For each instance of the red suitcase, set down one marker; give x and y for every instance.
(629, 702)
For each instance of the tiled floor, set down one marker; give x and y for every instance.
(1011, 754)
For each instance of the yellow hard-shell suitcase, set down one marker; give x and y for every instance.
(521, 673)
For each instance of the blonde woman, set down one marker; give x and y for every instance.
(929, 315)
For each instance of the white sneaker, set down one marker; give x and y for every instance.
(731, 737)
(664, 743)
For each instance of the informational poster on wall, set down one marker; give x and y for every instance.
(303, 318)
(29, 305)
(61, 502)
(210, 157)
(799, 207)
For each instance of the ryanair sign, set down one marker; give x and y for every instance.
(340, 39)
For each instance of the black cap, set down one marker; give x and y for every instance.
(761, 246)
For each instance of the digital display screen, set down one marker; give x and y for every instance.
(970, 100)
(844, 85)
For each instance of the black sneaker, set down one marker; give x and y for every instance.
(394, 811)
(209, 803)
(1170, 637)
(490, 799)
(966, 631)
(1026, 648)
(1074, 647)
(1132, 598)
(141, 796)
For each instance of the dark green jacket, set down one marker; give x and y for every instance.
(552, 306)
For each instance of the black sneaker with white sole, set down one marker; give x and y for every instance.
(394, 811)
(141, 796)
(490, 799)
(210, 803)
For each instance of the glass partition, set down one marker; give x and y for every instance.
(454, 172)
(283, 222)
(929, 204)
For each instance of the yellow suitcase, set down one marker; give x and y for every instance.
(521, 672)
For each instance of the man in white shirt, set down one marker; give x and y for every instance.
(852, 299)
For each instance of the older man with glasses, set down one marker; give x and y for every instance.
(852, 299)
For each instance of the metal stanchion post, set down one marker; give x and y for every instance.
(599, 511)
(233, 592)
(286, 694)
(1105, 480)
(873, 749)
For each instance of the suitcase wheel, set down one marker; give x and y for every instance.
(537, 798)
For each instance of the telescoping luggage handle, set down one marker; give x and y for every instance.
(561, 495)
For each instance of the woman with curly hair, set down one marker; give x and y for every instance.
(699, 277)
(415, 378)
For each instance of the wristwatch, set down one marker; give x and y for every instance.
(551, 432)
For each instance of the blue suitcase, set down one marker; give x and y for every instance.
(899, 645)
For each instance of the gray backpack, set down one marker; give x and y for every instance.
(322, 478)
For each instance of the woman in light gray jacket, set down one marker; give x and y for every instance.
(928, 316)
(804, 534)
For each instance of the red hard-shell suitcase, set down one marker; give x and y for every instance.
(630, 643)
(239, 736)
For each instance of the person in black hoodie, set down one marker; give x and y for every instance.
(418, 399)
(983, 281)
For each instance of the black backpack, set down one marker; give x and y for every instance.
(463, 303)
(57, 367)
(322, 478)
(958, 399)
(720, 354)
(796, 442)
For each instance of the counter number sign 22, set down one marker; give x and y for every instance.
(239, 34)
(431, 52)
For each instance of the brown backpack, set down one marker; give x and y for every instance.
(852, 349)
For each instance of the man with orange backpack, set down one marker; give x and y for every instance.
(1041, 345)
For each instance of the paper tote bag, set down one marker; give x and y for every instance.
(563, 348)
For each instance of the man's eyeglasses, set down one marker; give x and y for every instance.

* * * * *

Restate every entry word for word.

■ ANSWER TO THE PROBLEM:
For each instance of the red suitcase, set down one marker; give x and y for every instance.
(629, 702)
For each instance of the tiled floor, set down one marker; give x and y for every instance.
(1011, 754)
For each instance of the yellow hard-shell suitcase, set down one marker; give x and y for every instance.
(521, 673)
For each instance of the blonde woman, set down one marker; give x and y for every instance.
(929, 315)
For each instance of the white sneaker, set down one marker; give x and y for every instance.
(731, 737)
(664, 743)
For each instance of the informational poster on wall, set down one marker; give x and y for every instance.
(303, 318)
(29, 305)
(61, 502)
(210, 157)
(799, 207)
For each instance of the ryanair sign, set down one marker; give x and y for every instance.
(340, 39)
For each instance of the black cap, set down one marker; give x and y for every instance.
(761, 246)
For each instance of the digital display screen, set down one marker; give x and y for every instance.
(970, 100)
(844, 85)
For each instance of the black sneaker, set down one marker; give x and y for every instance.
(394, 811)
(209, 803)
(1170, 637)
(490, 799)
(966, 631)
(1026, 648)
(1074, 647)
(1132, 598)
(141, 796)
For each instance of the dark green jacket, set down one marker; give x and y for every instance.
(552, 306)
For each instance of the black sneaker with white sole, set down one marker; give x and y for every instance.
(394, 811)
(141, 796)
(490, 799)
(210, 803)
For each instance of the glass partition, set down one marker; give x and y for every instance.
(454, 172)
(283, 222)
(929, 204)
For each instance of the yellow suitcase, set down one marker; give x and y for every instance.
(521, 672)
For each instance of the man in white shirt, set down one marker; give x and y for every instance.
(852, 299)
For each instance of the older man with glasses, set down one marker; give x and y for every instance.
(852, 299)
For each instance of the metal stanchion post, set down one marker; give x and y for every instance.
(599, 511)
(233, 592)
(286, 694)
(1105, 480)
(873, 749)
For each instance of the suitcase wheel, set down one marker; give x and y for every instance.
(537, 798)
For each instance of the telescoping luggage handle, set down one marker; give x and y for every instance.
(561, 495)
For each instance of the woman with curly hair, set down one marker; give x and y for every instance.
(699, 277)
(415, 378)
For each instance of the wristwatch, set down one marker; give x and y for every instance.
(551, 432)
For each instance of the blue suitcase, set down one marker; give x and y for every instance.
(899, 645)
For each instance of the gray backpack, set down one marker; give x and y for every instance.
(322, 478)
For each instance of the woman in light gray jacket, set down one marker; give x and y for every instance.
(928, 316)
(804, 534)
For each instance of the red hard-shell suitcase, set down one marker; give x and y for every instance.
(630, 643)
(239, 736)
For each instance of the person in black hoodie, set down one marker; give x and y for every instance.
(418, 399)
(983, 281)
For each instance of the black backpack, set down one marker; give x and y for every instance.
(463, 303)
(57, 367)
(322, 478)
(958, 399)
(720, 354)
(796, 442)
For each instance of the counter number sign 22, set down one marker; give x and y for every instance.
(239, 34)
(431, 52)
For each instance of the brown backpack, set down one marker; give x and y for every instance.
(852, 349)
For each instance of the man with orange backpack, set down one marker; give x and y for every instance.
(1041, 345)
For each instance of the paper tote bag, set down one marker; give x and y for every instance.
(563, 348)
For each instance of the man's eyeglasses, set down one marker; give x and y for every instance.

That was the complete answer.